### Exercise directions
Word for word and without images, reproduce the listing that follows.

■ ■ ■ ■

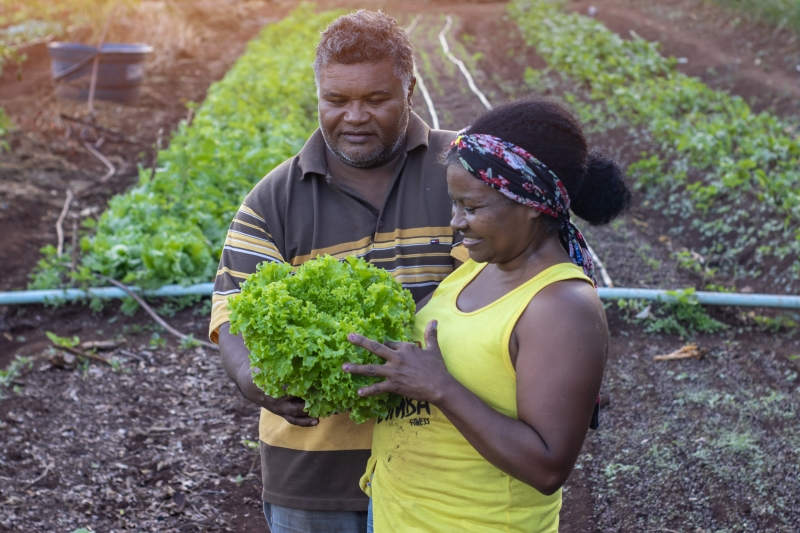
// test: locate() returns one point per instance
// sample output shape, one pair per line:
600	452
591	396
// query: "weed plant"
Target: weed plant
681	315
780	13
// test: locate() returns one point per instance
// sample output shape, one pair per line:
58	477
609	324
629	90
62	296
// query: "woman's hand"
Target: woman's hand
410	371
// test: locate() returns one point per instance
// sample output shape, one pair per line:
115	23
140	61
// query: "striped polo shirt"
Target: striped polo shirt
297	213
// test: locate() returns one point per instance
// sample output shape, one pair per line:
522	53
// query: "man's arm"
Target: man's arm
236	362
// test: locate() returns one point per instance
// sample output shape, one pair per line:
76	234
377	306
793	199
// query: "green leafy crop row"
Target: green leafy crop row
719	170
170	228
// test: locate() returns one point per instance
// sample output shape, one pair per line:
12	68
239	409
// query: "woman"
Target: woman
498	402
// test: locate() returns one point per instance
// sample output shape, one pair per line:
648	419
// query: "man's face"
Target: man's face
363	111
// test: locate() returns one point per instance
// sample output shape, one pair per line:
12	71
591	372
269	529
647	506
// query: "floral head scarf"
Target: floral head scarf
518	175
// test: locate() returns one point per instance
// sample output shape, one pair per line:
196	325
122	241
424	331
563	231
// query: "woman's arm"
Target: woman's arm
562	340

■ ■ ■ ■

### Expected output
// test: locate() returns one point per instance
// sample output shape, one pair per line:
600	452
591	396
// query: "weed plant"
Target: weed plant
681	315
780	13
// test: locate() returns one point per instance
// sample output shape, one pair per line:
58	477
609	324
629	90
62	296
// query: "woman's hand"
Target: woman's hand
410	371
// test: locate() returns one point per instance
// sample output shape, one pair per line:
115	23
140	61
// query: "striped polo shirt"
Target: striped polo shirt
297	213
// test: locate() returns one point per instance
// sample output shape, one pair per line:
522	53
// query: "man's arm"
Target: man's arm
236	362
// test: locate() returns one point per instance
// sample output shape, one pair per line:
76	234
377	306
793	199
// query: "green leafy crop row"
Target: green leafy crop row
719	170
170	228
// test: locate() returns one point per instance
// sample output shape, one pair per line:
12	68
239	409
// query: "woman"
Target: woman
498	402
// test: locate() returns one point per instance
// sample output shape, one pair per line:
648	419
// query: "man's face"
Target: man's face
363	111
// test: locate() returns one point per instance
// sample output shape, one pair per line:
12	71
591	372
269	529
647	506
// query: "floral head scarf"
Target: floral head scarf
518	175
// test: locate() returns one point per instance
// sample output shape, one pair per line:
196	325
122	241
424	331
563	231
// query: "woman's arm"
Target: woman's arm
562	340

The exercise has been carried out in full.